* Start Records for this task *
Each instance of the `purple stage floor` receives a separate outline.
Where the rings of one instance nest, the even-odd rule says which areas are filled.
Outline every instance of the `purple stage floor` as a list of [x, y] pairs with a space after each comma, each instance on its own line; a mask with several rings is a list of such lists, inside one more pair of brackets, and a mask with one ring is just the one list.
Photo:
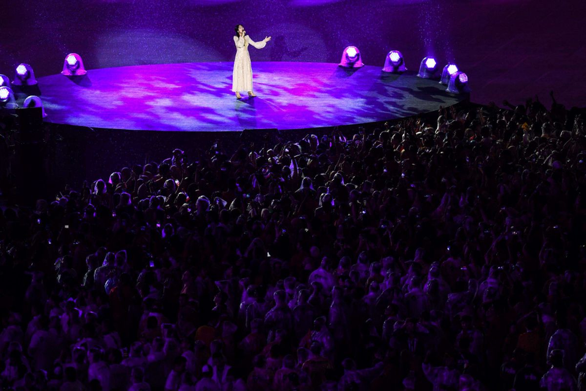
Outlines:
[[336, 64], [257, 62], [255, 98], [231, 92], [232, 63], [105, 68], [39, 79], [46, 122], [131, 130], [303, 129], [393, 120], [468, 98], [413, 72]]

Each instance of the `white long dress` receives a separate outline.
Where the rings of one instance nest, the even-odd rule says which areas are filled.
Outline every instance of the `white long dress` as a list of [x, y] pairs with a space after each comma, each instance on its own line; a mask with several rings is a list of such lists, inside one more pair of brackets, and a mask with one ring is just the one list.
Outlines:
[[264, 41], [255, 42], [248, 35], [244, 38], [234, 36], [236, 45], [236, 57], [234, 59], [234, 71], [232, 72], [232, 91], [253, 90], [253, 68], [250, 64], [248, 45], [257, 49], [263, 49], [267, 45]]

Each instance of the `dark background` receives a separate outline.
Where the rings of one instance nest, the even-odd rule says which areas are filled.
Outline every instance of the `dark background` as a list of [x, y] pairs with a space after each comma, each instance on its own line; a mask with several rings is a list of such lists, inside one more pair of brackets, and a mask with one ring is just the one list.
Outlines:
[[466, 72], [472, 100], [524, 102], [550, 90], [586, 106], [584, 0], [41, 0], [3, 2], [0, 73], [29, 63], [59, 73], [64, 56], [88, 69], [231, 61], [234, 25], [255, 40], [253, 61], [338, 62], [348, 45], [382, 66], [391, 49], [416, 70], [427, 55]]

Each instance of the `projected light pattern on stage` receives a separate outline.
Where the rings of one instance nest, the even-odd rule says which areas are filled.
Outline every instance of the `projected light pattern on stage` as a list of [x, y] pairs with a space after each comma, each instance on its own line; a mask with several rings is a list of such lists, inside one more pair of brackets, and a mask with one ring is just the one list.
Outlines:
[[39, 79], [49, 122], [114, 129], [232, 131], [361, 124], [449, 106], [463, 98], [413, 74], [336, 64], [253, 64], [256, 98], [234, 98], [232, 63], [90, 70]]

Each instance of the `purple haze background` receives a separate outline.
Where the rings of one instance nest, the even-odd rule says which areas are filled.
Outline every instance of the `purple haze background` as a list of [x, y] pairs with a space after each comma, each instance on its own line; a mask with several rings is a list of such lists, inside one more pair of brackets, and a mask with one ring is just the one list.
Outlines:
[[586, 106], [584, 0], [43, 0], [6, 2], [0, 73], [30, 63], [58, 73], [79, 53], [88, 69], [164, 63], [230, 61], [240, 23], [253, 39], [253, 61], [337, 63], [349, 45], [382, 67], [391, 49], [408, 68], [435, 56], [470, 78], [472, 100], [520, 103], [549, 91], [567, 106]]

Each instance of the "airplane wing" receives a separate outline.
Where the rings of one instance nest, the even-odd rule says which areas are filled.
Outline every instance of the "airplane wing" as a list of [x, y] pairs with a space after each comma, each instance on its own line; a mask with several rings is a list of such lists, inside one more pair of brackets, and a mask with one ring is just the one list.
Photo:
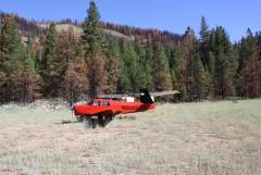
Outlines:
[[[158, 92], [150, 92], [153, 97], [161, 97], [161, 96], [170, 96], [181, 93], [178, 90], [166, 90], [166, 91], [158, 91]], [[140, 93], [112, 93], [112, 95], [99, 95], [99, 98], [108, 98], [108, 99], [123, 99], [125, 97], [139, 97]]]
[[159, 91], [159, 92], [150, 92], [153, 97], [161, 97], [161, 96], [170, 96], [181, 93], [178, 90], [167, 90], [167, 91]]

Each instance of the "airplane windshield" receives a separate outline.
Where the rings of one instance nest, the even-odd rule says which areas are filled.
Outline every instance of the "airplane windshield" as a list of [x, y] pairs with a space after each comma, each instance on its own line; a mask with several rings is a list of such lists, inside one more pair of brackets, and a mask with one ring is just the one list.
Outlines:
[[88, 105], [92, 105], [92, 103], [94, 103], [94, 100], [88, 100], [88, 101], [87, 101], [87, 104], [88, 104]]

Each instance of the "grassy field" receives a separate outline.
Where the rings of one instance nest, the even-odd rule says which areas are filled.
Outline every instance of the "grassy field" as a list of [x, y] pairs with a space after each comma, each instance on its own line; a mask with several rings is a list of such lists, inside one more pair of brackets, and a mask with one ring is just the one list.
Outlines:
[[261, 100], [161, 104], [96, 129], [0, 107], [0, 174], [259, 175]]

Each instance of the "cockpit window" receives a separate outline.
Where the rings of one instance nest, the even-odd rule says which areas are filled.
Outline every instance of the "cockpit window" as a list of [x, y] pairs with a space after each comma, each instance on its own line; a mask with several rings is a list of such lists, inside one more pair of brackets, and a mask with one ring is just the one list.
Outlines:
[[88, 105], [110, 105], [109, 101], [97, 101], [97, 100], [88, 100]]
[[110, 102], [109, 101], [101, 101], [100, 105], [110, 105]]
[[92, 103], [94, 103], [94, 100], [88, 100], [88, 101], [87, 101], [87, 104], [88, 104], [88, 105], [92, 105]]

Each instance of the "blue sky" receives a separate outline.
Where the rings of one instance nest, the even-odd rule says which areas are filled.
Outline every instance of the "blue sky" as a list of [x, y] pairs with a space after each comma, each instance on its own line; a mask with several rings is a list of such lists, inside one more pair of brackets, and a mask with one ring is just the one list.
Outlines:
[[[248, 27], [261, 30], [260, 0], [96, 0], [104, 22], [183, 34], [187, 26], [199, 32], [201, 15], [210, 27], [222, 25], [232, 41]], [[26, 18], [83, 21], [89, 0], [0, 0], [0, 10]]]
* End Records for this task *
* Start Records for this task *
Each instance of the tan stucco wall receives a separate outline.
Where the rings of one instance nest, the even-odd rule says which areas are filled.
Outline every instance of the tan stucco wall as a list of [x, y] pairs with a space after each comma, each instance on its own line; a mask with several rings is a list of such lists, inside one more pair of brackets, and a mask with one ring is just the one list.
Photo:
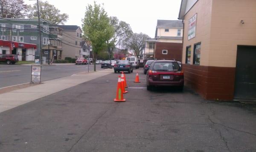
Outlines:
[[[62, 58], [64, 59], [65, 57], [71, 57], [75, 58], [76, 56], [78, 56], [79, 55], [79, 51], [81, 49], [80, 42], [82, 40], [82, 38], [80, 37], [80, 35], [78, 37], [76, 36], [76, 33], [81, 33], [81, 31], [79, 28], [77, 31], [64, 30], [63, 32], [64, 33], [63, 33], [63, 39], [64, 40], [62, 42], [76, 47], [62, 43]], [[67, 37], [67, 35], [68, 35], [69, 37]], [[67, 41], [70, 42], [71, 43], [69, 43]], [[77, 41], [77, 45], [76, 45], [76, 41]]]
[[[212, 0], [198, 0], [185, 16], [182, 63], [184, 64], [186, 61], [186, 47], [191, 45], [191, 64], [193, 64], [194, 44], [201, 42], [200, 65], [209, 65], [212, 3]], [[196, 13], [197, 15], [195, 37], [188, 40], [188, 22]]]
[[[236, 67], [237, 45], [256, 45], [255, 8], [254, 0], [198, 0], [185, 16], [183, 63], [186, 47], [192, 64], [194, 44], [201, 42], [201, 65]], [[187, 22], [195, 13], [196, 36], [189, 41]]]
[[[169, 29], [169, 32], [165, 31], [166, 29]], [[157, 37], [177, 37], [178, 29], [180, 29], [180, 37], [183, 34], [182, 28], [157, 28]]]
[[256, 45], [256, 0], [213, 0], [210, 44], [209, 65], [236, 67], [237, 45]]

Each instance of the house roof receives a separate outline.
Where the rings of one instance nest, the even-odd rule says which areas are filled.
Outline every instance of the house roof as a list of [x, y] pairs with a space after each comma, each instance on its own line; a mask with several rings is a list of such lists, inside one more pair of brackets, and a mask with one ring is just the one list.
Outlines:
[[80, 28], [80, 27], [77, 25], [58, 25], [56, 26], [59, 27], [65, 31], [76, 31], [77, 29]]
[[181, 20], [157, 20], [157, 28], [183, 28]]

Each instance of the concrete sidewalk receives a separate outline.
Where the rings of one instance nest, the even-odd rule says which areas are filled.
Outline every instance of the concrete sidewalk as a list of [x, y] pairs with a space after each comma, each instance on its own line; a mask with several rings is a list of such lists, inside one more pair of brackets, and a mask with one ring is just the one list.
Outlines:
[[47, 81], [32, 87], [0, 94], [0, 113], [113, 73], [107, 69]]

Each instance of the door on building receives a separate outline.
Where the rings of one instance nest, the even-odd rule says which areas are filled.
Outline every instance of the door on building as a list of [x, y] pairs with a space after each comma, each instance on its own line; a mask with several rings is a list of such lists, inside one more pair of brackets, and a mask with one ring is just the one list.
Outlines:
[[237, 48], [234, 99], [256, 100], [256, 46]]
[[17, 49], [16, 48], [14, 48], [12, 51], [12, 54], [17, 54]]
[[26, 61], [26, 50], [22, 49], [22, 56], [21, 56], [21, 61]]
* End Records for this task *
* Start Records for this task *
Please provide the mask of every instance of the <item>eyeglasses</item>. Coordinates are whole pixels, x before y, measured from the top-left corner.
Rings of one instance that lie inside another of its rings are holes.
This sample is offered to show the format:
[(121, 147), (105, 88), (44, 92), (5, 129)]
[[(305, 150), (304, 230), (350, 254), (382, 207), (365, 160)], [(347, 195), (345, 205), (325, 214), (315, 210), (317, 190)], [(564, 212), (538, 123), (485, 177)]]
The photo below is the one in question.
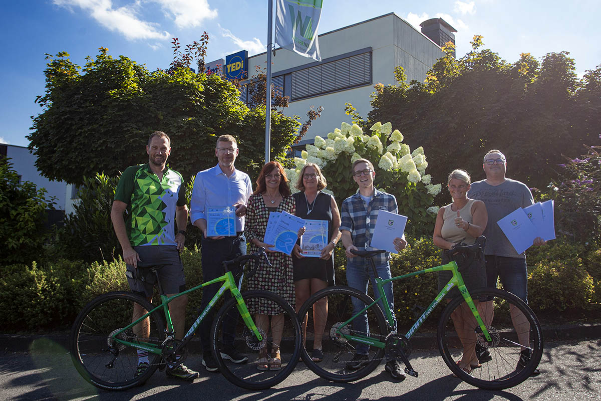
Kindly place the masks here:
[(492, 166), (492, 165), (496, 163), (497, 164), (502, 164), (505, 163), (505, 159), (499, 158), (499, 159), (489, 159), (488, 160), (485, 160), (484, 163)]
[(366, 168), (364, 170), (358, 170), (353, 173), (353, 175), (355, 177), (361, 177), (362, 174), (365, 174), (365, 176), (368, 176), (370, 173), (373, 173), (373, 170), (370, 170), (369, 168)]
* End Records for this task *
To be done: Put the entries between the lines holding "Each instance of the concrete" and "56], [21, 61]]", inclusive, into a two-column CSV with the columns instruction and outline. Each entry gets one row, with its text and its answer each in a single quoted field and line breaks replaced by spaces.

Complete answer:
instruction,outline
"Each instance of the concrete sidewalk receives a separate outline. Where the rings of one instance nest, the even-odd rule says which areas are filled. Outline every instance of the concrete sidewalk as a list of [x, y] pairs with a space after each comma, each instance on its own line; a mask with several rings is a list of such lists, inside one more pair of brackets, and a mask with one ring is just the one list. Outlines:","[[47, 81], [32, 87], [0, 94], [0, 113], [113, 73], [107, 69]]"
"Each instance of the door on building receives a separate outline. Where the rings of one instance nest, the even-odd rule says which areas are filled. Outline every instance of the door on building as a list of [x, y] pairs with a space after each comma, each instance on its own line; a mask with several rings is a list of such lists, inside one more pair of brackets, and a mask with one ring is just the one list. Outlines:","[[237, 48], [234, 99], [256, 100], [256, 46]] [[17, 49], [16, 48], [14, 48], [12, 51], [12, 54], [17, 54]] [[26, 61], [26, 50], [22, 49], [22, 56], [21, 56], [21, 61]]"